*Task material*
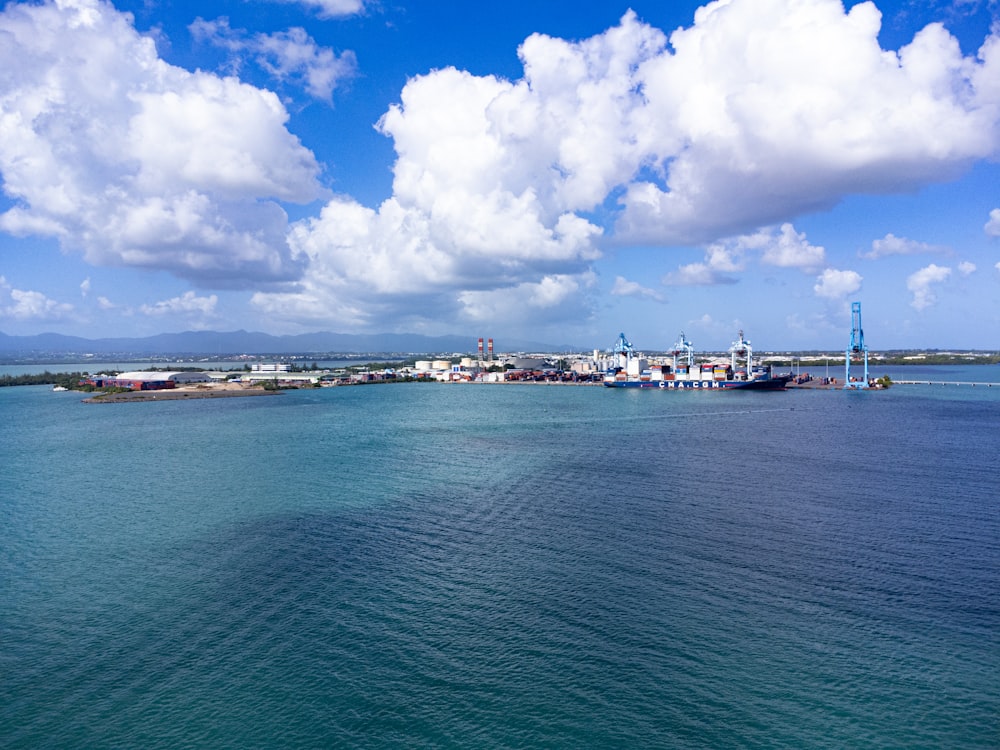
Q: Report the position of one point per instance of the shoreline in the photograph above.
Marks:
(176, 395)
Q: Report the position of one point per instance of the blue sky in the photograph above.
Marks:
(550, 171)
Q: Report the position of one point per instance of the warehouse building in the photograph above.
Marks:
(153, 381)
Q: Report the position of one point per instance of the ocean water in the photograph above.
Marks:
(502, 566)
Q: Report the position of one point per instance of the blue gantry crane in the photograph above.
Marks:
(856, 348)
(623, 351)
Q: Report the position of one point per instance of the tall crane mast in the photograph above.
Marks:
(857, 347)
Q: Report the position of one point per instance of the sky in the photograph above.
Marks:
(551, 171)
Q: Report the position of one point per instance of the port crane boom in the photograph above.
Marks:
(857, 347)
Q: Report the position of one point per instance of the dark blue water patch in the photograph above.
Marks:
(506, 568)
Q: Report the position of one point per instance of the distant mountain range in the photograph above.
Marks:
(216, 343)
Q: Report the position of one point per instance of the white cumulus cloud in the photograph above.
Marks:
(186, 304)
(330, 8)
(625, 288)
(288, 55)
(27, 305)
(765, 109)
(136, 162)
(893, 245)
(992, 227)
(758, 112)
(922, 282)
(837, 284)
(772, 246)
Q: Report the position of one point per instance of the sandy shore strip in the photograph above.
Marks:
(176, 394)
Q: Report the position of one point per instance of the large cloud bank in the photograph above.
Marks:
(759, 112)
(136, 162)
(504, 191)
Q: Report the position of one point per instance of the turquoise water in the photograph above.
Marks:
(501, 566)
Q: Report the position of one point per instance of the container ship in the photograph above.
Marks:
(629, 370)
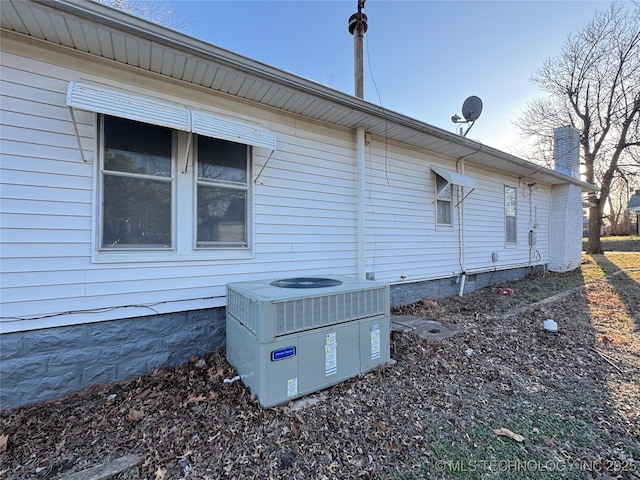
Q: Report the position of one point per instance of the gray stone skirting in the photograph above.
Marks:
(40, 365)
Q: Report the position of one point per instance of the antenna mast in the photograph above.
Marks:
(357, 28)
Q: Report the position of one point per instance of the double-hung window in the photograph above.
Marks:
(510, 214)
(137, 185)
(222, 193)
(142, 186)
(444, 182)
(443, 201)
(173, 181)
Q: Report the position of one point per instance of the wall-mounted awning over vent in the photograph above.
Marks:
(456, 178)
(120, 103)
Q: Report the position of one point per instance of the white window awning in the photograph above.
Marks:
(133, 106)
(456, 178)
(216, 126)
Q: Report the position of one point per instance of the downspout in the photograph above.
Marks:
(361, 242)
(357, 28)
(463, 266)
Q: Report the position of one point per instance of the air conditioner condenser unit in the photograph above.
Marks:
(291, 337)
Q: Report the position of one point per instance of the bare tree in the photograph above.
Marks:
(156, 11)
(594, 85)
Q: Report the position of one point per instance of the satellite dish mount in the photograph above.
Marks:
(471, 110)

*Prompt*
Print out the material word for word, omitting the pictures.

*Task response*
Q: Report the position of one point per instance of the shoreline in the photograph above.
Marks:
(176, 395)
Q: Report the position of one point per instance of the blue sky in the photograph above.
Marks:
(550, 171)
Q: Report the position of one point per instance of the warehouse building in the photograph above.
Marks:
(153, 381)
Q: Report the position of one point per instance of the ocean water in the photograph above.
Marks:
(502, 566)
Q: Report the position of one point per instance of the blue gantry crane in the photograph above.
Marks:
(856, 348)
(623, 351)
Q: Report the position of one point per instance of the tall crane mast in the photograph above.
Marks:
(857, 347)
Q: Report the position of one point per instance of the sky in the photograph above.
Marks:
(551, 171)
Q: Report the position of one point per instance of the port crane boom in the photograph above.
Marks:
(857, 347)
Q: Report the position of one point per instance of the dark blue water patch in the photograph above.
Marks:
(506, 568)
Q: Report the position of one point per instance of the distant mountain range in the photograph above.
Marks:
(216, 343)
Q: Report the position of one point per instance of the white cumulus cloud in the photograph above.
Marks:
(186, 304)
(330, 8)
(625, 288)
(288, 55)
(27, 305)
(765, 109)
(136, 162)
(893, 245)
(992, 227)
(758, 112)
(922, 282)
(837, 284)
(772, 246)
Q: Report the position of one point per instance of the sandy shore strip in the photograph above.
Marks:
(176, 394)
Q: Report the position of one point per instance of the large cloud bank in the photograph above.
Marks:
(759, 112)
(136, 162)
(504, 191)
Q: Report the position of one point per instance of the turquoise water in the photograph above.
Marks:
(501, 566)
Q: Report the position of one point per instance of the container ship in the photograph above.
Marks:
(629, 370)
Q: Report the position of one point per instance of the gray stone skirting in the photograph above.
Marks:
(40, 365)
Q: Report the position of one point per instance of the antenna mast in the photograph above.
Marks:
(357, 28)
Q: Report the position of one point per instance of the double-hung window in the photograph above.
Marks:
(510, 214)
(137, 185)
(222, 193)
(142, 186)
(444, 182)
(443, 201)
(173, 181)
Q: Report the position of one point per instance of the wall-mounted awning over vent in the photograph above.
Marks:
(456, 178)
(120, 103)
Q: Report the position of one point per instance of the white window awning in the photograph above.
Marks:
(133, 106)
(456, 178)
(216, 126)
Q: Report the position of one point per instance of the downspout in the photograph above.
Marks:
(361, 242)
(357, 28)
(463, 266)
Q: Report the position of one point per instance of the air conditioner condenser unit in the photograph above.
Marks:
(291, 337)
Q: Report the position of one point per instance of the bare tree in the photograph above.
Marks:
(156, 11)
(594, 85)
Q: Report the position of one point per instance of the satellite dish mount in the photograph above.
Marks:
(471, 110)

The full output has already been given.